## What you have to do
Please extract every line of the data below word for word, leaving out the pictures.

## Material
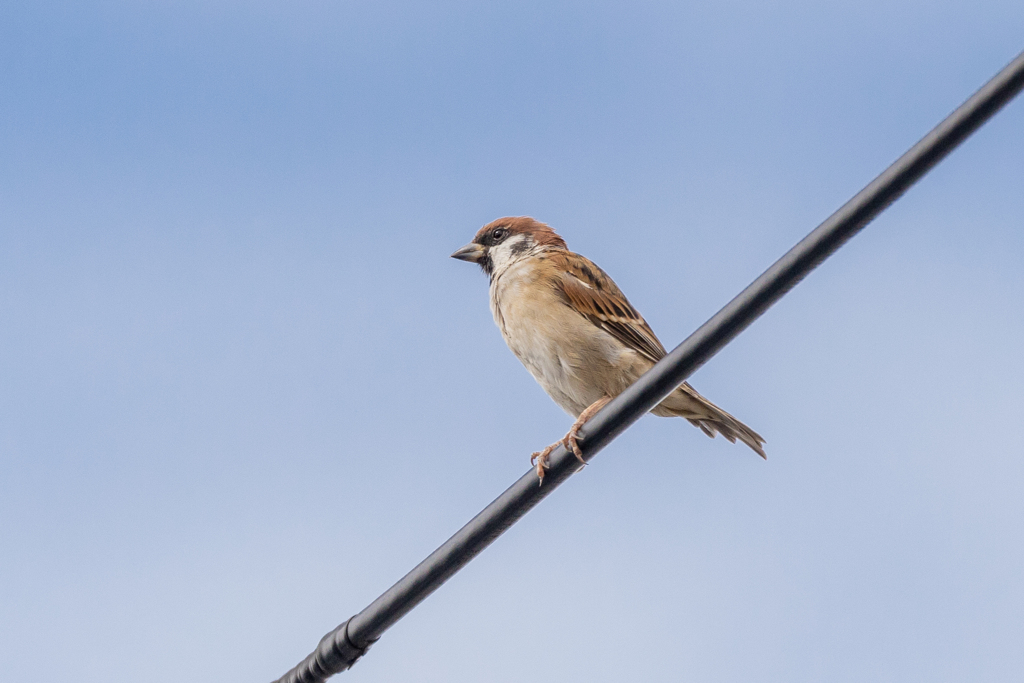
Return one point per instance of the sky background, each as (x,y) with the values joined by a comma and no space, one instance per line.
(244,389)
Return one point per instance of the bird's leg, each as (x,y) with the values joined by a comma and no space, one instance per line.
(570,438)
(541,460)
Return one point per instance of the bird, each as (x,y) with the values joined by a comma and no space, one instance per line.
(577,333)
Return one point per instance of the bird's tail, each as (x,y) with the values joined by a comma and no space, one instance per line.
(686,402)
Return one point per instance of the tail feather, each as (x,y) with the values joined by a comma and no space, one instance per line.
(686,402)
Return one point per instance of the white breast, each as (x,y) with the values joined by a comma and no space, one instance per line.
(573,360)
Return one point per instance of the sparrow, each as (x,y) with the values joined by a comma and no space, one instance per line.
(576,332)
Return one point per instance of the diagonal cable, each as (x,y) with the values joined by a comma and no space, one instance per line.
(339,649)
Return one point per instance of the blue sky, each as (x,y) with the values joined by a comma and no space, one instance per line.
(244,388)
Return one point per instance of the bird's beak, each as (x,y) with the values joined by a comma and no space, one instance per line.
(471,252)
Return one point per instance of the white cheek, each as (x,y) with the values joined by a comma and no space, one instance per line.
(502,255)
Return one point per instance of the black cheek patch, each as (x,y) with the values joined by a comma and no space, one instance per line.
(520,247)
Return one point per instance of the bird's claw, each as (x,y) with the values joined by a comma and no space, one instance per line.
(570,443)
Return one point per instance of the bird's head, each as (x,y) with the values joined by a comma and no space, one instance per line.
(505,241)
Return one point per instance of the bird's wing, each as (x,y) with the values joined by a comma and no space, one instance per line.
(591,292)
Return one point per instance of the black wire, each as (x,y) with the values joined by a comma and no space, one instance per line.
(339,649)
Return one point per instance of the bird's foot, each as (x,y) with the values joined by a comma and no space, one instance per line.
(540,460)
(570,439)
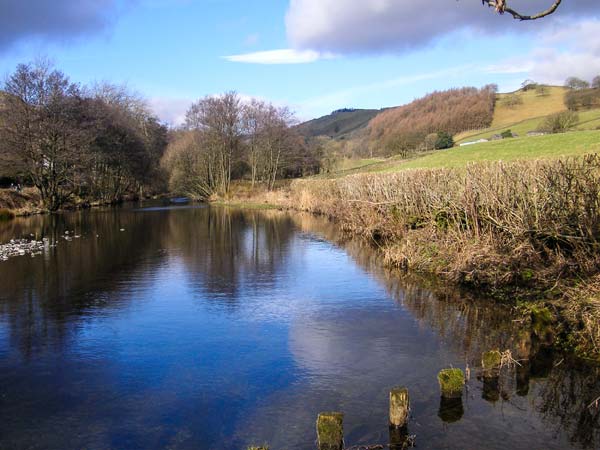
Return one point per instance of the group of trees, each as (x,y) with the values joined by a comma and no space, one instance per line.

## Solution
Return one point per instance of the sky background, each as (x,y) with the values joined by a comma and no space, one instance per line.
(244,389)
Return one point per instance of the bird's leg, each as (x,y) with the values joined by a comma and no space, one instance per line.
(570,438)
(541,460)
Return one point per instance of the bird, each as (x,y) with the values joined by a comma and no space, one instance per line.
(577,333)
Return one point per instance of the bird's tail, each as (x,y) with the values joined by a comma and no space, one instance per line.
(686,402)
Return one point per instance of the tail feather, each as (x,y) with the values joined by a comma and no space, one instance per line.
(686,402)
Return one point per instance of the white breast, each as (x,y) with the values joined by a comma and no space, one instance per line.
(573,360)
Return one point per instance of the sparrow, each as (x,y) with the values joined by a comma and no space, one instance per line.
(576,332)
Return one point per instance of the diagonal cable, each as (x,y) with the values joined by a comma and no space, one instance per line.
(339,649)
Return one point per instance of the blue sky, each as (x,y) with the values joined by a comma and no space, one instance per line.
(244,388)
Return one point per instance of the bird's beak, each as (x,y) with the values joined by a comma and no space, one instance per line.
(471,252)
Return one point per instance of the white cheek, each as (x,y) with the values joined by a comma and no space, one instance per line.
(502,255)
Return one point per instance of the black cheek patch, each as (x,y) with the values joined by a comma and no space, one instance per line.
(520,247)
Return one point per instance of the bird's claw, each as (x,y) with the values joined by a comma and no space, one instance per line.
(570,443)
Return one point per instance of the bird's head, each as (x,y) with the values joined by a comma and no space, one instance per line.
(505,241)
Return one point per instance of the bird's wing, each as (x,y) with the values joined by a comma and no space, one instance per line.
(591,292)
Return one point per instance of the black wire, each as (x,y) with the values joined by a comma and no space, one instance per line.
(339,649)
Return one point per instance of the bird's foot, each as (x,y) with the values joined by a comma and no space, one instance per line.
(540,460)
(570,439)
Return one point per instance of the group of trees, each as (x,y) with the values joined by a comma and no space, one instance per line.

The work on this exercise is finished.